--- Start Reading text ---

Proper screen sharing and xclicker is Why I occasionally switch back to X

[–] [email protected] 1 points 2 months ago (2 children)

Have you tried using ydotool or other wayland alternatives to xclicker? Last I used it, ydotool ran great.

[–] [email protected] 1 points 2 months ago (1 children)

Xclicker is a GUI autoclicker. I heard of a command line tool for Wayland, but it didn't seem to exactly be an autoclicker, and I don't really like command line tools in general.

[–] [email protected] 2 points 2 months ago

Oh I absolutely get it. But I guess someone will eventually end up making a GUI for ydotool (or so I hope). Alternatively, there is this (Wayland support is WIP): https://github.com/RMPR/atbswp

When I say I get it, I mean there was a time I kept Xorg around only so I can use PyAutoGUI (I no longer need it but if I did, I'd have probably created wrapper scripts to allow PyAutoGUI to call grim instead of scrot when on Wayland, or something like that).

[–] [email protected] 1 points 2 months ago

do you use Xorg and if yes, what's keeping you from using Wayland?

currently sunshine doesnt support wayland. thats it.

[–] [email protected] 5 points 2 months ago

Chances are at some point it will be removed as it requires valuable man hours to maintain. At some point it will be a massive hindrance. I don't think it will be removed for a while but it probably will be forgotten about.

[–] [email protected] 31 points 2 months ago (1 children)

I think X will still be around for a while but it makes no sense to use it with a full desktop like gnome. Gnome has its own stack so Wayland makes sense.

It will be cool to see desktops like Xfce4, Cinnamon and Mate get support.

[–] [email protected] 2 points 2 months ago (1 children)

wouldnt Xfce have to rebrand though? lol

[–] [email protected] 2 points 2 months ago (1 children)

Xfce4 is a name not a acronym. It used to be back in the day but it now uses GTK.

[–] [email protected] 1 points 2 months ago (1 children)

yes, it is a name that is literally pronounced like "X face"

[–] [email protected] 4 points 2 months ago

I pronounce it x f c e

[–] [email protected] 14 points 2 months ago (1 children)

--- End Reading text ---
--- Start Material supplied ---

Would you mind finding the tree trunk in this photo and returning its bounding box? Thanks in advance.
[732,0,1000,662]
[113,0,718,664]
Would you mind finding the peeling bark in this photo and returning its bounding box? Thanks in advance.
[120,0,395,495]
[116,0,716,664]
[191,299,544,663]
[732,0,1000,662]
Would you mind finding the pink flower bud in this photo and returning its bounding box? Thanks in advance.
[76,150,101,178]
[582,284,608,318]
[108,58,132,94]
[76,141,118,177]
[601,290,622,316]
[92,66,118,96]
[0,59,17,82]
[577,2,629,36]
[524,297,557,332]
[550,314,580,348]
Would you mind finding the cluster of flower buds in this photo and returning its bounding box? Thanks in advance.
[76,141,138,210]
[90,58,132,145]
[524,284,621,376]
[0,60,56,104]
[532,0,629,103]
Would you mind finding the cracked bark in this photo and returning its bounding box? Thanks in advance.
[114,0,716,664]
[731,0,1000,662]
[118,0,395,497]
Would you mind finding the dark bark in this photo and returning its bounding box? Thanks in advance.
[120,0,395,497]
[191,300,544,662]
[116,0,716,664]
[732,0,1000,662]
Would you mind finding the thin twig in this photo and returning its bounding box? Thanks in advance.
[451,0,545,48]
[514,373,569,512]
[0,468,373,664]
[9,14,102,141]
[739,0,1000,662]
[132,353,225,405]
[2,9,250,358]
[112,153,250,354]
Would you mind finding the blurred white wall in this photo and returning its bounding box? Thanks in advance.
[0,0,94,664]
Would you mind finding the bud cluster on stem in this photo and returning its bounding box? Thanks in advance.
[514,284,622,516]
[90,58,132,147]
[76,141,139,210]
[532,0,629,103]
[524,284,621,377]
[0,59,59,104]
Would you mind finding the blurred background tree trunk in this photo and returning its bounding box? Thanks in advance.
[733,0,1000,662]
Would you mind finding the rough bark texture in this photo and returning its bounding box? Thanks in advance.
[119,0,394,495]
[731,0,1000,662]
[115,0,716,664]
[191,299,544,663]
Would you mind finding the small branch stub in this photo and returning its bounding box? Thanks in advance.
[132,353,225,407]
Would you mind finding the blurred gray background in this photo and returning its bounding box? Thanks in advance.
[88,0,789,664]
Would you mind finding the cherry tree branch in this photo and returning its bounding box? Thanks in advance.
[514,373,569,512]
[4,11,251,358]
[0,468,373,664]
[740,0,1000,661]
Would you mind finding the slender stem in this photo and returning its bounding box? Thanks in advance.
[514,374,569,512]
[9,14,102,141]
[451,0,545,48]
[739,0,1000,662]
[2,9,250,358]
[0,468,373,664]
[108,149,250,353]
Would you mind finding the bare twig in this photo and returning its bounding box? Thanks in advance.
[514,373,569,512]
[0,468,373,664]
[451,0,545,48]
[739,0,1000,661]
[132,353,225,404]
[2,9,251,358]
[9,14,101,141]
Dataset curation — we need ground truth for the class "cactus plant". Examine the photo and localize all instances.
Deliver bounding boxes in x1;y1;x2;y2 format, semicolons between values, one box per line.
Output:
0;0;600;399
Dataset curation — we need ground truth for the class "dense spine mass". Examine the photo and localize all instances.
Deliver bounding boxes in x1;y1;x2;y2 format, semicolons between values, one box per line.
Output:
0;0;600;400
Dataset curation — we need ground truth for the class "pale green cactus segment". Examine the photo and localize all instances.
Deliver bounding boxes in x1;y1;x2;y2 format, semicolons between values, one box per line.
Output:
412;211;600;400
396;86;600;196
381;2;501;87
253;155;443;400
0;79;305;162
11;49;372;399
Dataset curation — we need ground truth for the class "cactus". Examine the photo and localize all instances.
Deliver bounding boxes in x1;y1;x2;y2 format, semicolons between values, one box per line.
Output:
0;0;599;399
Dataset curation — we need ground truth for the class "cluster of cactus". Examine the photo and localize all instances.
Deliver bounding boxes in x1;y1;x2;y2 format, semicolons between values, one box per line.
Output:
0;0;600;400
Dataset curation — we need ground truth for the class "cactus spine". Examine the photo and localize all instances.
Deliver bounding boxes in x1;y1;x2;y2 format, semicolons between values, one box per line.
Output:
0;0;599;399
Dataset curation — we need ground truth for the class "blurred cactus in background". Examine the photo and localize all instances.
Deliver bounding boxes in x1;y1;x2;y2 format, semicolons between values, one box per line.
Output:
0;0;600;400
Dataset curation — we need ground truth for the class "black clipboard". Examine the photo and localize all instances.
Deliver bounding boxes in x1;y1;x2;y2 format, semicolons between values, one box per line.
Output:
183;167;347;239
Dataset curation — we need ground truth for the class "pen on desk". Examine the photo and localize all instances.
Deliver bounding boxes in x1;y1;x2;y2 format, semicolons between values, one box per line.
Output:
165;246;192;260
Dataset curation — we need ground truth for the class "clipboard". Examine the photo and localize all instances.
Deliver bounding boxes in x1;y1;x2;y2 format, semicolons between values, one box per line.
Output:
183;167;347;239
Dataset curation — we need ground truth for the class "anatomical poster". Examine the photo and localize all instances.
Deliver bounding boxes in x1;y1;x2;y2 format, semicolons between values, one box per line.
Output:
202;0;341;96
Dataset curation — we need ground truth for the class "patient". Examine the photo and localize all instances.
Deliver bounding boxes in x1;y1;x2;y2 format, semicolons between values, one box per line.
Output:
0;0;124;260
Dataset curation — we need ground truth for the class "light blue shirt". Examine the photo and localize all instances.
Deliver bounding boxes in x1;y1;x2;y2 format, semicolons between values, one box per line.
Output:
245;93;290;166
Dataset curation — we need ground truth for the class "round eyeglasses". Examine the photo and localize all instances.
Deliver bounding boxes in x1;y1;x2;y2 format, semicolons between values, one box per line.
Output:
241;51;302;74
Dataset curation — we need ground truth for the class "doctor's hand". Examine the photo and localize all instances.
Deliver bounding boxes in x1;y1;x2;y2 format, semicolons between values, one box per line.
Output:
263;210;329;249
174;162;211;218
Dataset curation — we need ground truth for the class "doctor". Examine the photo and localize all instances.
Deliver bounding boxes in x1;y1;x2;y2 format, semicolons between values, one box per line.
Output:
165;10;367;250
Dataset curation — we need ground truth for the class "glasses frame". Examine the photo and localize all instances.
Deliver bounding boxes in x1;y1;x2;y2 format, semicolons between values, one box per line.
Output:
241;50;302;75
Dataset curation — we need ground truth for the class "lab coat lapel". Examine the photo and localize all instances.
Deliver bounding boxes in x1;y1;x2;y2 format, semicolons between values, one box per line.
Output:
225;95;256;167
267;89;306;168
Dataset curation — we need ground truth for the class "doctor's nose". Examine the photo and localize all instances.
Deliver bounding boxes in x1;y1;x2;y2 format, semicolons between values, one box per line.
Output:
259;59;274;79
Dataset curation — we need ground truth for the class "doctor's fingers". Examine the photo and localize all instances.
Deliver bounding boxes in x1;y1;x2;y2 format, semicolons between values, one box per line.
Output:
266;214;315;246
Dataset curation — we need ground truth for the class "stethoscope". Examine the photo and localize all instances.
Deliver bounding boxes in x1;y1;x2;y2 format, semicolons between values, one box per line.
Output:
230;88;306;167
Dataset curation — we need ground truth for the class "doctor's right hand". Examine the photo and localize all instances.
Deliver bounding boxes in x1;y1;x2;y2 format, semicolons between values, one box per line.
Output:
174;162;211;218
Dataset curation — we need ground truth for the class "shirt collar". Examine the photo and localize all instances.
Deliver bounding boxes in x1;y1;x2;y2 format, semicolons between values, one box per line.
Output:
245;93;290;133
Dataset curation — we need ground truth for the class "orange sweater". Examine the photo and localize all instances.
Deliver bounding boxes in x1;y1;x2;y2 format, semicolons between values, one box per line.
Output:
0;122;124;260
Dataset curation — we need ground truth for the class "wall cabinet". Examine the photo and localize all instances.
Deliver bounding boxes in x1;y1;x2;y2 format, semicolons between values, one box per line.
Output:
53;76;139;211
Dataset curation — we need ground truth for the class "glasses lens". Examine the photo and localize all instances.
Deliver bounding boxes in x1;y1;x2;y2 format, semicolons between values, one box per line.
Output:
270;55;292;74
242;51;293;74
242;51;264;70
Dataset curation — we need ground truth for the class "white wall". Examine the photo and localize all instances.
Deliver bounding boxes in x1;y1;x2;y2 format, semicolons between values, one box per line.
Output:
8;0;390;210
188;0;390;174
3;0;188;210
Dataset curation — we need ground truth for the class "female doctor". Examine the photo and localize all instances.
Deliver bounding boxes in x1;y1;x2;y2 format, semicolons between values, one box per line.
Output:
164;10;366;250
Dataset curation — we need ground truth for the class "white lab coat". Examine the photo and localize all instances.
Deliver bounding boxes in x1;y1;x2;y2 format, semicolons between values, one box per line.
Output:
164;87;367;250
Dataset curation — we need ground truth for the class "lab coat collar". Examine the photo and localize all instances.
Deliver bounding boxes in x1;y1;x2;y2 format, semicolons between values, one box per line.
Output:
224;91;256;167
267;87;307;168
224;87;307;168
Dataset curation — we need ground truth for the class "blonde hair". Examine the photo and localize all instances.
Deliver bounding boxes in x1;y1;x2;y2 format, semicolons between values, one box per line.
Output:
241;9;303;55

--- End Material supplied ---
--- Start Material supplied ---

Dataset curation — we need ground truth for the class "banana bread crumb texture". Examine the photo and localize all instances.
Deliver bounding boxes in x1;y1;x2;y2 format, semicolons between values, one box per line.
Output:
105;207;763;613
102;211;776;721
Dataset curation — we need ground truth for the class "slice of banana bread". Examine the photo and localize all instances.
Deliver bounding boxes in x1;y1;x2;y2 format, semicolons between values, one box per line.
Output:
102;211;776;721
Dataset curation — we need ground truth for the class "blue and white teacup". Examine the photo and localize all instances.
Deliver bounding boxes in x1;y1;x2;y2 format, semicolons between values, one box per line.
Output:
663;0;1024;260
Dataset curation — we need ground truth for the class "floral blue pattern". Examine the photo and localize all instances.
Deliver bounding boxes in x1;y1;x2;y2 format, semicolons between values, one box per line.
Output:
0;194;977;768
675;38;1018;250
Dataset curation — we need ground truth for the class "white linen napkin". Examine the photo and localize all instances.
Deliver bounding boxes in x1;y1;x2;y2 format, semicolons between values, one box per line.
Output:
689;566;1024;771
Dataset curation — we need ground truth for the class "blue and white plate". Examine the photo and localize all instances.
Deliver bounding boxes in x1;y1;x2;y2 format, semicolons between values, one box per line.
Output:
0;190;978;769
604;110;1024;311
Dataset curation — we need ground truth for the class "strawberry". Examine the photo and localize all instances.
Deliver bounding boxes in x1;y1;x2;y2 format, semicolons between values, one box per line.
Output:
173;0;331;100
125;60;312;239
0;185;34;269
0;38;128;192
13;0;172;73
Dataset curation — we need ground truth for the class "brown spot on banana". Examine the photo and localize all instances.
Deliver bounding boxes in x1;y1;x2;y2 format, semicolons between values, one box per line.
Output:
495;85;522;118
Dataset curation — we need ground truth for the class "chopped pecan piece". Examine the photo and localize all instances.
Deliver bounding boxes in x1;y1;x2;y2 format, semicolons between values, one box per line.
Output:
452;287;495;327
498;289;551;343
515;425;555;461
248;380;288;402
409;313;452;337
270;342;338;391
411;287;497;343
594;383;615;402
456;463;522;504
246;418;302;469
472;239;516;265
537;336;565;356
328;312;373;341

--- End Material supplied ---

Objectives ->
- a) In the thread about X and Wayland, what kind of tool is xclicker said to be?
- b) Rewrite the paragraph of the thread about X and Wayland that begins "When I say I get it" more briefly, keeping its main facts.

Answers below ->
- a) A GUI autoclicker.

- b) The writer once kept Xorg only to use PyAutoGUI. That is no longer needed, but if it were, the writer would probably have made wrapper scripts so that PyAutoGUI calls grim instead of scrot on Wayland.